> Exercises
A - Answer these questions about the In Gorbachev We Trust article:
(i) In what year was the album released?
(ii) Which Mark Twain work is set to music on "War Prayer"?
(iii) On which album did the song covered as "Sweet Young Thing" originally appear?
B - Proceed with the In Gorbachev We Trust article, picking up right after its final line.

> Page excerpt
* Begin *

In Gorbachev We Trust was the second album by the Scottish band The Shamen, released in 1989. It was an important landmark in The Shamen's transition from the psychedelic rock of Drop to the electronic dance music that would shortly bring them chart success. The "Gorbachev" of the album's title is Mikhail Gorbachev, the leader of the Soviet Union from 1985 to 1991.

Track listing
 Synergy
Including the famous lyrics, "MDMA-zing... we are together in ecstasy"
 Sweet Young Thing
A cover of the Goffin/King/Nesmith song from the album The Monkees (1966)
 Raspberry Infundibulum
An infundibulum is a funnel-shaped cavity or organ.
 War Prayer
Mark Twain's "The War Prayer" set to music and layered with Cold War-era samples, such as "God will destroy Russia"

* End *

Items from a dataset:

* Begin *

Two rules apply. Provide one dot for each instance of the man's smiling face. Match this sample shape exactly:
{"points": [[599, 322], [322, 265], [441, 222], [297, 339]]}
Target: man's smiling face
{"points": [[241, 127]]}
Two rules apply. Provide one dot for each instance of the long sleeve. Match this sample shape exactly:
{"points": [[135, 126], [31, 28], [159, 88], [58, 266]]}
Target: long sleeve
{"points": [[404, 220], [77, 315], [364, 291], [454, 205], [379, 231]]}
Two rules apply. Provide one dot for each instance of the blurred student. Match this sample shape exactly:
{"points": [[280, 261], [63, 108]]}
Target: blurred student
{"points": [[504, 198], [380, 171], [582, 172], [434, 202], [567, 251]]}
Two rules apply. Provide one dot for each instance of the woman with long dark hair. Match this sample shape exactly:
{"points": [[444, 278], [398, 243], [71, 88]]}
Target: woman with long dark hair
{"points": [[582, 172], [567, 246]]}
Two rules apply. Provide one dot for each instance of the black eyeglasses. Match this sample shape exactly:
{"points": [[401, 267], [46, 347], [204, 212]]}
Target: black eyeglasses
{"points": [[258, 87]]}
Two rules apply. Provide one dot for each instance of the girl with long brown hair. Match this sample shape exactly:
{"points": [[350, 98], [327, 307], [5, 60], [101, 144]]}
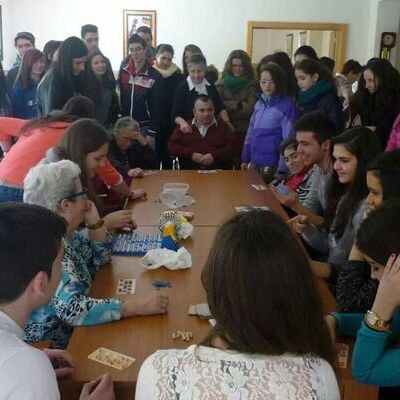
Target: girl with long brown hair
{"points": [[269, 340], [23, 93]]}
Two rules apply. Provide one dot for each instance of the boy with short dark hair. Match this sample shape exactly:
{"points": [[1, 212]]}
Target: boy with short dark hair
{"points": [[31, 249]]}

* End *

> Answers to the problems
A -
(i) 1989
(ii) "The War Prayer"
(iii) The Monkees (1966)

B -
Adam Strange
"Adam Strange is in my brain, I'm so glad to know him". "Adam" is a near-anagram of, and a slang term for, MDMA
Jesus Loves Amerika (Fundamental)
Transcendental
Misinformation
Raptyouare
In Gorbachev We Trust
Yellow Cellophane Day
Mayhew Speaks Out
Samples of Christopher Mayhew MP, who in 1955 took a mescaline trip as part of an experiment for BBC Television.

1999 reissue
In Gorbachev We Trust was reissued in 1999 on the Sequel label, with 3 extra tracks: "Long Gone", "Fire Engine", and "Knature Of A Girl".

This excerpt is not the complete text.